GOAL: Copy word for word every line of the material below, from the line containing "Find the utility" down to the line containing "[(632, 112), (202, 133), (138, 127), (89, 126)]", with both of those lines included.

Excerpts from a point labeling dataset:
'''

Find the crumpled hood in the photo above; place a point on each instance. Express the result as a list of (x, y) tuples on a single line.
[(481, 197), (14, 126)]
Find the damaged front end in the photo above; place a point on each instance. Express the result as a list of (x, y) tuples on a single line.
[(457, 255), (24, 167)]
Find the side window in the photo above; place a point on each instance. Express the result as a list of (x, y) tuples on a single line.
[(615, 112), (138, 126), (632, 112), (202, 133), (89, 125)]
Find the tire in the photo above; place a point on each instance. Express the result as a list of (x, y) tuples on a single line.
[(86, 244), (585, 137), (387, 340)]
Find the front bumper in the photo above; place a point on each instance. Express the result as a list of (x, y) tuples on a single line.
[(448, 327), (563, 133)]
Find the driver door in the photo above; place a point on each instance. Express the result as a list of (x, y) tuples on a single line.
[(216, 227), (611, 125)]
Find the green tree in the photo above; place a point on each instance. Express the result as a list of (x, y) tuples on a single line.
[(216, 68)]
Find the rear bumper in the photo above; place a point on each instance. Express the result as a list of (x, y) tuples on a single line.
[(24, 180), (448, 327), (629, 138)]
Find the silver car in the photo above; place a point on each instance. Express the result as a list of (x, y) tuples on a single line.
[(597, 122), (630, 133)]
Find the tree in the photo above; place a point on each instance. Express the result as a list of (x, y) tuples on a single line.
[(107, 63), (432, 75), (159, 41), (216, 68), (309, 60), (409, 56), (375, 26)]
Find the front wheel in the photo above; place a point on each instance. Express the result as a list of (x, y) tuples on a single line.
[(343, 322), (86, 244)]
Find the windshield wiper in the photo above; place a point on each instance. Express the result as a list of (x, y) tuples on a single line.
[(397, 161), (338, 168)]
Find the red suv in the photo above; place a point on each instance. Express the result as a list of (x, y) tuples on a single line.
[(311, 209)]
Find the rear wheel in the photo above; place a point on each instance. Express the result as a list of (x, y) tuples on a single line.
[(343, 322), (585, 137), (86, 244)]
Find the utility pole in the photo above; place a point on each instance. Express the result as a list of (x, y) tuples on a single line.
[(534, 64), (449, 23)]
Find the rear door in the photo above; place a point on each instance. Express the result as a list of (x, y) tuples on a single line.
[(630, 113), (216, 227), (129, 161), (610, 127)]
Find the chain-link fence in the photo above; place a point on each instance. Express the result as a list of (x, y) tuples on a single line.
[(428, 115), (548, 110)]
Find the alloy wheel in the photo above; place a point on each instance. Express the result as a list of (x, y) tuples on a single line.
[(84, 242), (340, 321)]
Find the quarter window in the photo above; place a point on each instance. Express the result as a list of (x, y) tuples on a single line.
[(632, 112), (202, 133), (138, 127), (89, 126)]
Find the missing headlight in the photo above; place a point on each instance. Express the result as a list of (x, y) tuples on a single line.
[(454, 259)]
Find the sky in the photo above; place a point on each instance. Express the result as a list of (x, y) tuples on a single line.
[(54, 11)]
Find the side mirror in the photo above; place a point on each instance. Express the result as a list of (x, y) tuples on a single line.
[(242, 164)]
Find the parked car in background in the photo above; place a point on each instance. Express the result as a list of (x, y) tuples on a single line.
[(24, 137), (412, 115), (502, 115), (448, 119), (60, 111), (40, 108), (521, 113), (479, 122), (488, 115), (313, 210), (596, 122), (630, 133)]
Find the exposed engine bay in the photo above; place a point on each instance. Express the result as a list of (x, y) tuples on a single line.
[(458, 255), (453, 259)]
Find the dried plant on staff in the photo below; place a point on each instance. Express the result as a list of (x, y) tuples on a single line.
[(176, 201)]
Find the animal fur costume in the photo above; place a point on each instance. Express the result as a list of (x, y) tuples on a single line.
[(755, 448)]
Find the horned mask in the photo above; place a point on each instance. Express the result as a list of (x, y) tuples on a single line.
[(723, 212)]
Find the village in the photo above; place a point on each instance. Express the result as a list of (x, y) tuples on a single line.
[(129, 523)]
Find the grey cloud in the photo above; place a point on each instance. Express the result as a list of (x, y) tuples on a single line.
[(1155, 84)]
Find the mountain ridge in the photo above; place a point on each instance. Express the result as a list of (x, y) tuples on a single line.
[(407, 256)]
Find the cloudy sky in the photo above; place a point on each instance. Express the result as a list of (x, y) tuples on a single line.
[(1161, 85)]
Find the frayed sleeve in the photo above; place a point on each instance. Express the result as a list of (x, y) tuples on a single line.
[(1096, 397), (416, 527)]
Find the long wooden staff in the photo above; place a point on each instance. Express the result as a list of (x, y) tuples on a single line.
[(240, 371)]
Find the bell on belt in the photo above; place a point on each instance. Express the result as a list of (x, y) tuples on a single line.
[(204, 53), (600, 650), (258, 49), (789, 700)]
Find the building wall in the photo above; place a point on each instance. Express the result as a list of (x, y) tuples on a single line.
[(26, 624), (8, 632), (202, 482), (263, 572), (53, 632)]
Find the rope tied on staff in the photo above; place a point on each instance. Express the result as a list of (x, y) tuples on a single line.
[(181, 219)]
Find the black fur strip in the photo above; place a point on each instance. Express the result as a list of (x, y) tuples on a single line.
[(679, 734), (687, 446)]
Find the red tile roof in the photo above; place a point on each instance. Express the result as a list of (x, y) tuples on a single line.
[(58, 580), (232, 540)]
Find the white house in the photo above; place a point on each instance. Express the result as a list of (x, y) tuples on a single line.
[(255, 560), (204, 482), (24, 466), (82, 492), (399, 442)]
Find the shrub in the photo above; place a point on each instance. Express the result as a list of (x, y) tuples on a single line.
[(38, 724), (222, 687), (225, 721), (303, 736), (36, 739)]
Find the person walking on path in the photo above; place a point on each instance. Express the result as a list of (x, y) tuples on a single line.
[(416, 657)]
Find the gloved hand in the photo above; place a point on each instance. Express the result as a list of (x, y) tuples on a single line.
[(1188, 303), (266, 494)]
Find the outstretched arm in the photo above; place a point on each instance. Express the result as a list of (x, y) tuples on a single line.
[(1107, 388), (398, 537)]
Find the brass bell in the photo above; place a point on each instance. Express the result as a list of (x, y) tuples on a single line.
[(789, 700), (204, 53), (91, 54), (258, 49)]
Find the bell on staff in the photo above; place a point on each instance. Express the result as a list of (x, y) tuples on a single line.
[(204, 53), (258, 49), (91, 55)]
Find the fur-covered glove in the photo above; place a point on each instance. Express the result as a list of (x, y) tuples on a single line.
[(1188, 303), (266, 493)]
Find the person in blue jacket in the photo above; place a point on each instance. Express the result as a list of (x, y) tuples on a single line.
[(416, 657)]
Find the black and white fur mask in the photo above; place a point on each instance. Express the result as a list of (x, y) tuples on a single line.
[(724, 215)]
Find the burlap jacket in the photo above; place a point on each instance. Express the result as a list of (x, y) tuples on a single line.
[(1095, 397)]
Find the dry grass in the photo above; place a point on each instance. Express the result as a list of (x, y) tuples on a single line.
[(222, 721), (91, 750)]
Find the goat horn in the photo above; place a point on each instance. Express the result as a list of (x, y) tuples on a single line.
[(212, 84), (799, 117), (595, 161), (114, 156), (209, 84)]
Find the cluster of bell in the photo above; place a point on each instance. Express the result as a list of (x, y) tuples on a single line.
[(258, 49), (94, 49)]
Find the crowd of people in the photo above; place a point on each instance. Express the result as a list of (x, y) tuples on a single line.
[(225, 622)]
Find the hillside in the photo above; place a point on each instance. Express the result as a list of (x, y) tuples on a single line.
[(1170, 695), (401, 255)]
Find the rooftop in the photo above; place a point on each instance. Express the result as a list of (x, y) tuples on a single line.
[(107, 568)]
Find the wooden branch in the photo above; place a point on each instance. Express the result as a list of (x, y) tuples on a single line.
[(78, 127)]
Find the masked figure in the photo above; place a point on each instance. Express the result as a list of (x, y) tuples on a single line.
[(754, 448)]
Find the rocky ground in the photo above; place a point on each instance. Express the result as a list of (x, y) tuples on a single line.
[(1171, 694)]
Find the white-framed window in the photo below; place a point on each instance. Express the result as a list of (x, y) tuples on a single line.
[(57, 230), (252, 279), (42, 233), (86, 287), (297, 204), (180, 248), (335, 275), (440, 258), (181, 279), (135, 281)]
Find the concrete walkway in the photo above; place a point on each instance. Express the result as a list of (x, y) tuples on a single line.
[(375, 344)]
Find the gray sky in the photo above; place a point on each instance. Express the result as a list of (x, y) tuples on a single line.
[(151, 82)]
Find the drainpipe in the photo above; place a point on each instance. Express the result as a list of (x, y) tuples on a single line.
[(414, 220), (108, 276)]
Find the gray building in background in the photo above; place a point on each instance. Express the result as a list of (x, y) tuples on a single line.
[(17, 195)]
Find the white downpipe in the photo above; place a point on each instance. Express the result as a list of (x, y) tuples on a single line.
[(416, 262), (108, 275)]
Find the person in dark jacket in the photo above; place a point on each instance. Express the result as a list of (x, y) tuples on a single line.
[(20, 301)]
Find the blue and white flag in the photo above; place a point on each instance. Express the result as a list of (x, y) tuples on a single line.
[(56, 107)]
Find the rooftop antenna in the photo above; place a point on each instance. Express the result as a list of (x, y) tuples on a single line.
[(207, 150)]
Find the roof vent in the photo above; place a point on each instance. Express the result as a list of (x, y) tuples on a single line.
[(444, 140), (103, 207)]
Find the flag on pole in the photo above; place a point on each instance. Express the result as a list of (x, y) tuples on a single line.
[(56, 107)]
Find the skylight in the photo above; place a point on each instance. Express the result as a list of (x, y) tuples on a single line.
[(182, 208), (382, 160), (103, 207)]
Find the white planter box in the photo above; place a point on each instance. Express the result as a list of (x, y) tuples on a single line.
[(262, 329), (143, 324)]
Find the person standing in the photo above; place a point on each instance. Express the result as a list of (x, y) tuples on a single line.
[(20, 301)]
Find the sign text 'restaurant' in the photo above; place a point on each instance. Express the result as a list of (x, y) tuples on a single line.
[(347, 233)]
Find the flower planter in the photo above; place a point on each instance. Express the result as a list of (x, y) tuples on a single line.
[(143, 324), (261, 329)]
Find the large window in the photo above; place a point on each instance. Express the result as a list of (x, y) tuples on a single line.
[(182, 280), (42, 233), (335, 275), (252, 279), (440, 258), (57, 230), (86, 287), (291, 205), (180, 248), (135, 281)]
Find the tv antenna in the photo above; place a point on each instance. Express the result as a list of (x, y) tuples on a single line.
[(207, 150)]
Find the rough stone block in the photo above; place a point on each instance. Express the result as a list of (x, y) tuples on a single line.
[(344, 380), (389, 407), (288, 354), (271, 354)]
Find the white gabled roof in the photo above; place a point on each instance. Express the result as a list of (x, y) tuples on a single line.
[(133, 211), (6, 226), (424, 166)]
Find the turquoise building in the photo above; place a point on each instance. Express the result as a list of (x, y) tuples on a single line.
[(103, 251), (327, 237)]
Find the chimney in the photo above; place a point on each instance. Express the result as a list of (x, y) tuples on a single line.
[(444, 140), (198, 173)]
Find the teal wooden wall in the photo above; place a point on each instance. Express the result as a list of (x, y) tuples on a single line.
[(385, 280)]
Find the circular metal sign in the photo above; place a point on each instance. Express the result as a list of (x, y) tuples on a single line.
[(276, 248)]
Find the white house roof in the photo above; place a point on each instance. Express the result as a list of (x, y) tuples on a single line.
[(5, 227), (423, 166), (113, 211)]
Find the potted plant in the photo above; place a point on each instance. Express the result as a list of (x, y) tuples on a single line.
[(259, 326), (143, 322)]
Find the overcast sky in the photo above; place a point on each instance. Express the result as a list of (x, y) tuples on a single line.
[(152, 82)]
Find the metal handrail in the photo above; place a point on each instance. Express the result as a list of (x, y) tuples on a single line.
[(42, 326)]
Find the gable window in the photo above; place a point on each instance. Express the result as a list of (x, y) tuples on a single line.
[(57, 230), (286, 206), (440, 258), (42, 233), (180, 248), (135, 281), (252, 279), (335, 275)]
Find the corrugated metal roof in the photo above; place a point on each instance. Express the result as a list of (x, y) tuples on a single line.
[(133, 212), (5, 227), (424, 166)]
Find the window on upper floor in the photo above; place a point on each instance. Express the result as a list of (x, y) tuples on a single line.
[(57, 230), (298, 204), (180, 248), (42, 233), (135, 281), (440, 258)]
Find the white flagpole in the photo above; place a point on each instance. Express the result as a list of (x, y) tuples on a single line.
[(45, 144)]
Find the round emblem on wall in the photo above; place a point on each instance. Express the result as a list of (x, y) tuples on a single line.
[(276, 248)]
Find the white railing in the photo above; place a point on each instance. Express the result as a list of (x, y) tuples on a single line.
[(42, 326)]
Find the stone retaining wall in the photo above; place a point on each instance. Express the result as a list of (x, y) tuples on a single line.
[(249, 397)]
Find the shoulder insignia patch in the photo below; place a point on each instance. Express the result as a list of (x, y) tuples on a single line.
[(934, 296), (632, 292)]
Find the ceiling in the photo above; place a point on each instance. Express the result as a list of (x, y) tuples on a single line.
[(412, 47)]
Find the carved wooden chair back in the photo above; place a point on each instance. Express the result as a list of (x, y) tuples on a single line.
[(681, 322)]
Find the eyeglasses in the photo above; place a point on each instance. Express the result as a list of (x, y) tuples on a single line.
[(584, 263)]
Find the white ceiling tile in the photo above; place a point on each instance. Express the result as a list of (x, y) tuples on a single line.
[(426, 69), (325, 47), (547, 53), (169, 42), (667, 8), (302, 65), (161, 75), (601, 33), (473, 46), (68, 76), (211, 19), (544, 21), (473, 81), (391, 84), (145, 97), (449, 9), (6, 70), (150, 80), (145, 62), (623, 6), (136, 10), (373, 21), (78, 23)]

'''

RESULT OF THIS EXERCISE:
Find the utility pole in the photo above; place a point on each instance. Express the result as a list of (x, y) tuples on a single line.
[(534, 64), (449, 23)]
Find the rear door in the photo above; place a point on each instance. Express the result as a list of (x, y) tuples on a single line.
[(630, 113), (216, 227), (129, 161), (610, 127)]
Find the chain-link fence in the photo above; place a point on each instance. Express the result as a list of (x, y) tuples on a single line.
[(428, 115), (548, 110)]
Find the alloy wheel in the photo above; place a point on each instance. Express the result as a list of (x, y) tuples on a single line.
[(84, 242), (340, 321)]
Find the quarter window in the photo above; place a point on each instance. Express the result as a list of (x, y) tuples on a single line.
[(632, 112), (202, 133), (138, 127), (89, 126)]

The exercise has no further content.